### Information shown
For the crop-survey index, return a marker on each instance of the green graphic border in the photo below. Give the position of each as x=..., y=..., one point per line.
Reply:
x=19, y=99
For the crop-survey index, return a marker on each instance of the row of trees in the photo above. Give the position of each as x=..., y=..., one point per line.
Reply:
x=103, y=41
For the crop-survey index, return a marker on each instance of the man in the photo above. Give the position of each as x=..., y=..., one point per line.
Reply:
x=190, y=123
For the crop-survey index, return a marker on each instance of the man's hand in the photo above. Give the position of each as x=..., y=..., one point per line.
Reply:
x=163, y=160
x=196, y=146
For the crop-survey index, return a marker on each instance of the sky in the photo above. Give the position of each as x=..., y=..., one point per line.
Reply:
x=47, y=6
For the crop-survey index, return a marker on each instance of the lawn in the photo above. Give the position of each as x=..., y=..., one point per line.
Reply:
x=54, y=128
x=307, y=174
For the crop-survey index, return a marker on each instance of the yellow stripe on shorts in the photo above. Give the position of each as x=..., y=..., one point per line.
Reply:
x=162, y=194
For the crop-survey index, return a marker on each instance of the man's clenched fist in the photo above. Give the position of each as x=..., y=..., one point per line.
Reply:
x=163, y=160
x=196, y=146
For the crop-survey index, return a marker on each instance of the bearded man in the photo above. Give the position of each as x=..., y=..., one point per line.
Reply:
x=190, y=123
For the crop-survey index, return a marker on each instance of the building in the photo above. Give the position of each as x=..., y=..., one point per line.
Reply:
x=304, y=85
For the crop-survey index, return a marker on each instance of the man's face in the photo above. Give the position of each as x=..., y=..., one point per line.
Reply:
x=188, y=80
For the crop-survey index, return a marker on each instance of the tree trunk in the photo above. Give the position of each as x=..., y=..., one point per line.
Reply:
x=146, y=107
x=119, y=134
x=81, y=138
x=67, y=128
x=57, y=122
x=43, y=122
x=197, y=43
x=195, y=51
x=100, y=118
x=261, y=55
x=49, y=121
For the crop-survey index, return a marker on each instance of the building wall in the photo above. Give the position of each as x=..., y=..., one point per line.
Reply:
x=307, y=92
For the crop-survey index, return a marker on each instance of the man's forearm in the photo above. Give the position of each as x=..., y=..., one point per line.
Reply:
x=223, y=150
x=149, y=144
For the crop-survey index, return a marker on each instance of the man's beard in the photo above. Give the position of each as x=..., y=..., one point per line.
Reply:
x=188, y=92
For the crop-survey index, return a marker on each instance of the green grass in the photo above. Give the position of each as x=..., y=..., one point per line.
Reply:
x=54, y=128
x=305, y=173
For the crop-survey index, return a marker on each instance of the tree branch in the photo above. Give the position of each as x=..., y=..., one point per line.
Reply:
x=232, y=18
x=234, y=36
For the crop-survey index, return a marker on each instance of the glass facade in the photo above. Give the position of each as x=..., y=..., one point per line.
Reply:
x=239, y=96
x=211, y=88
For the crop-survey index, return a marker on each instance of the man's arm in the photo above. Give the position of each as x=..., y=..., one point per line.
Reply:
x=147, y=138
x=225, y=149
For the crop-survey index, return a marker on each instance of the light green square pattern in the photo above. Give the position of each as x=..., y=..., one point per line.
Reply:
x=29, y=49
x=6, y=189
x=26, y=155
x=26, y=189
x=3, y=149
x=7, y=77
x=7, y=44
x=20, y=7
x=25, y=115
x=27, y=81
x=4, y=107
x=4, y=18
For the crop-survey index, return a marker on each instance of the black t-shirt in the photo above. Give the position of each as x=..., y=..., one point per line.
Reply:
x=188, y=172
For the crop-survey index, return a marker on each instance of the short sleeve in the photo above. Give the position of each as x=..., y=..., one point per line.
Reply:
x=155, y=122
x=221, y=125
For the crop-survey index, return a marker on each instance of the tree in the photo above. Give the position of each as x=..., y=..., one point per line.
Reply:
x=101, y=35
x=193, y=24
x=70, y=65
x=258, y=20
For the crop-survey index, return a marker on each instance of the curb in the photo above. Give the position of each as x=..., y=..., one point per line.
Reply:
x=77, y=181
######
» What to do
Reproduce every one of the records above verbatim, altering nothing in any line.

» Task output
For the crop-survey index, return a marker on each instance of the green graphic border in the photo below. Give the position of each as x=..., y=..., one point per line.
Reply:
x=19, y=99
For the crop-survey index, return a marker on each instance of the row of trees in the photo above. Give the position of each as x=..., y=..., one point per line.
Reply:
x=103, y=41
For the crop-survey index, return a marker on each instance of the man in the photo above. Give the position of each as x=..., y=..., one point per line.
Reply:
x=190, y=123
For the crop-survey index, return a marker on each instance of the man's hand in the photo above. Give the position of each as x=..., y=..., one point per line.
Reply:
x=163, y=160
x=196, y=146
For the crop-survey index, return a marker on each instance of the sky in the photo above. Give the position of each as x=..., y=..., one point per line.
Reply:
x=47, y=6
For the crop-survey index, return a marker on each instance of the lawn in the photo above. Give the position of each as x=..., y=..., one point per line.
Reply:
x=54, y=128
x=307, y=174
For the crop-survey index, return a marker on each instance of the yellow stripe on shorts in the photo above. Give the position of each as x=..., y=..., one point per line.
Reply:
x=162, y=194
For the crop-survey index, return a marker on each instance of the man's clenched fist in the photo above. Give the position of each as x=..., y=..., one point per line.
Reply:
x=163, y=160
x=196, y=146
For the crop-survey index, return a marker on each instance of the bearded man in the photo above. Give the position of each as x=..., y=..., one point per line.
Reply:
x=190, y=123
For the crop-survey index, return a marker on each instance of the building in the photo above. Give the position of each as x=..., y=..., one point per line.
Reply:
x=304, y=85
For the crop-survey index, return a marker on each instance of the man's face in the photo above. Give the position of each as x=..., y=..., one point per line.
Reply:
x=188, y=80
For the crop-survey index, return a marker on each instance of the tree trunk in the photo above. Give the position of each as x=..., y=..., one point per line.
Reply:
x=146, y=107
x=119, y=134
x=81, y=138
x=67, y=128
x=57, y=122
x=43, y=122
x=197, y=43
x=195, y=51
x=100, y=118
x=261, y=55
x=49, y=121
For the crop-survey index, return a marker on each instance of the building wall in the photo above. Give the position of each as x=..., y=..., one point per line.
Reply:
x=307, y=92
For the crop-survey index, return a marker on each instance of the man's forearm in the photo above. Give the position of each as x=..., y=..., one point per line.
Reply:
x=223, y=150
x=149, y=144
For the crop-survey index, return a marker on each instance of the man's beard in the photo above. Give the position of each as x=..., y=..., one point per line.
Reply:
x=188, y=92
For the crop-survey index, return a marker on each instance of the green grass in the photo above. Give the position of each as x=..., y=..., one point per line.
Reply:
x=54, y=128
x=305, y=173
For the crop-survey index, return a marker on each instance of the tree branch in the photo above. Give the position of each as x=..., y=..., one point per line.
Reply:
x=232, y=18
x=234, y=36
For the crop-survey index, return a marker on each instance of the glass facade in the photo above. Give the position of each as x=..., y=..., one point per line.
Reply:
x=239, y=96
x=211, y=88
For the crop-survey index, return a marker on each instance of the man's arm in the photo above. Give the position of each as x=..., y=..., one point per line.
Reply:
x=147, y=138
x=225, y=149
For the crop-survey index, return a marker on each instance of the light green square pattern in the photo above. Give the position of each as x=..., y=..., one point per line.
Reply:
x=29, y=49
x=6, y=189
x=26, y=155
x=26, y=189
x=3, y=149
x=7, y=77
x=7, y=44
x=20, y=7
x=25, y=115
x=27, y=81
x=4, y=107
x=4, y=18
For the crop-survey index, return a marker on each instance of the black t-shirt in the photo above. Give the position of each as x=..., y=..., one point per line.
Reply:
x=188, y=172
For the crop-survey index, return a marker on each instance of the short sleeve in the photo above. Give the position of each as x=..., y=..., one point per line.
Reply:
x=155, y=122
x=221, y=125
For the crop-survey index, return a marker on each instance of the tree in the photo above. Give the position of each as x=..., y=..., one point per line.
Reply:
x=101, y=35
x=193, y=24
x=70, y=65
x=258, y=20
For the crop-survey index, return a marker on each instance of the curb in the photo above. Give the position of each as x=..., y=..., one point per line.
Reply:
x=77, y=181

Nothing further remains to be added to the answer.